Work instructions: Count every line in the entries that follow where the word "below" appears, then state only the total.

Given data:
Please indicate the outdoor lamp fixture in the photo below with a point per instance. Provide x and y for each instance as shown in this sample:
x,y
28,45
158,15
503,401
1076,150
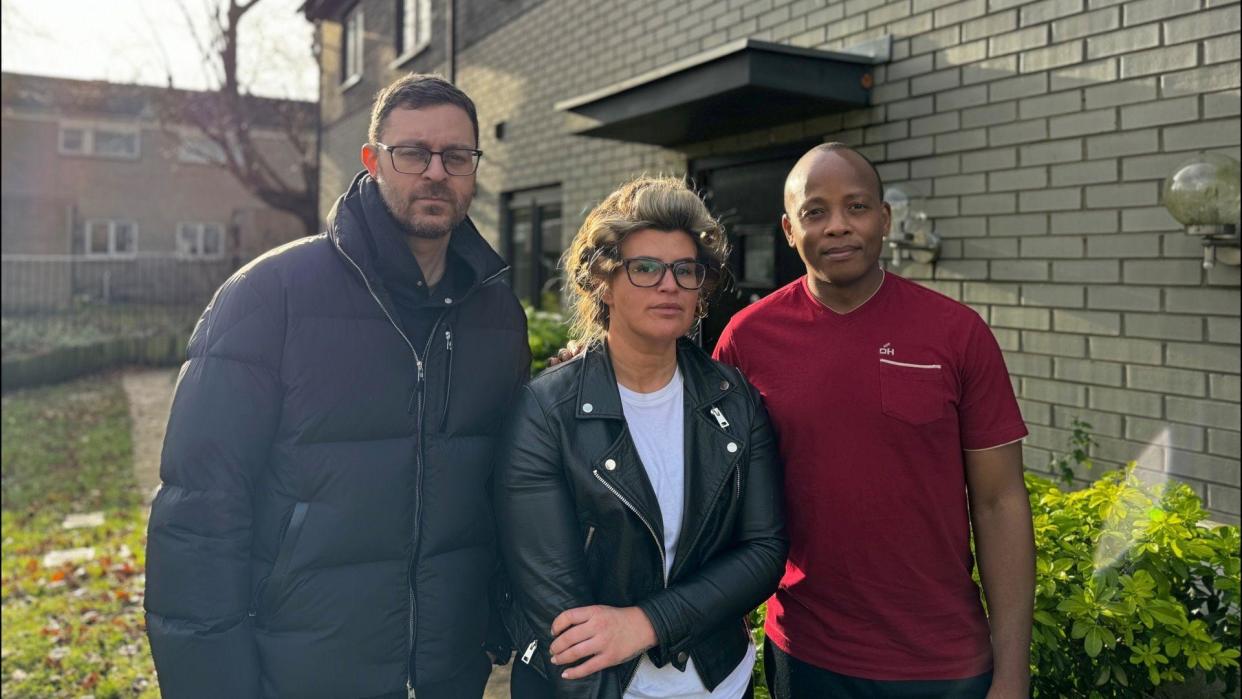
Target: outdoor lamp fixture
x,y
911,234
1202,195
==
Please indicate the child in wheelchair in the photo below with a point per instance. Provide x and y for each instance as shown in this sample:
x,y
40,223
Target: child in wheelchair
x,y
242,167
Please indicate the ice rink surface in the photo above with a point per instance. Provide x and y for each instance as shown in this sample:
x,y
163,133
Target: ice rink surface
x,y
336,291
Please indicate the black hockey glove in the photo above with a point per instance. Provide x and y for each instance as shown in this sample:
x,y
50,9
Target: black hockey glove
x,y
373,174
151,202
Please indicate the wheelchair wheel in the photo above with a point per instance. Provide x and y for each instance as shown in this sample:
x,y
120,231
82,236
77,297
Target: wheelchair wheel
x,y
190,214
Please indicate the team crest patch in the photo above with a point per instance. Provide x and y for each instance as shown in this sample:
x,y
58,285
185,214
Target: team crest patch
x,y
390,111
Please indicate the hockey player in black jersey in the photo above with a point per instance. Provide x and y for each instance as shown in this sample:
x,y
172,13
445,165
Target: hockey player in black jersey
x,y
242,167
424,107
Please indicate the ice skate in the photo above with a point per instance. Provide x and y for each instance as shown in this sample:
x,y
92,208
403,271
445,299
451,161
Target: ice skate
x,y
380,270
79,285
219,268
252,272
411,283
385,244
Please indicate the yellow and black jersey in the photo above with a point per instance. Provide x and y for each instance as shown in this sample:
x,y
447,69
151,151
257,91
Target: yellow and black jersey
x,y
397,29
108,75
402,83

Response for this exercise: 2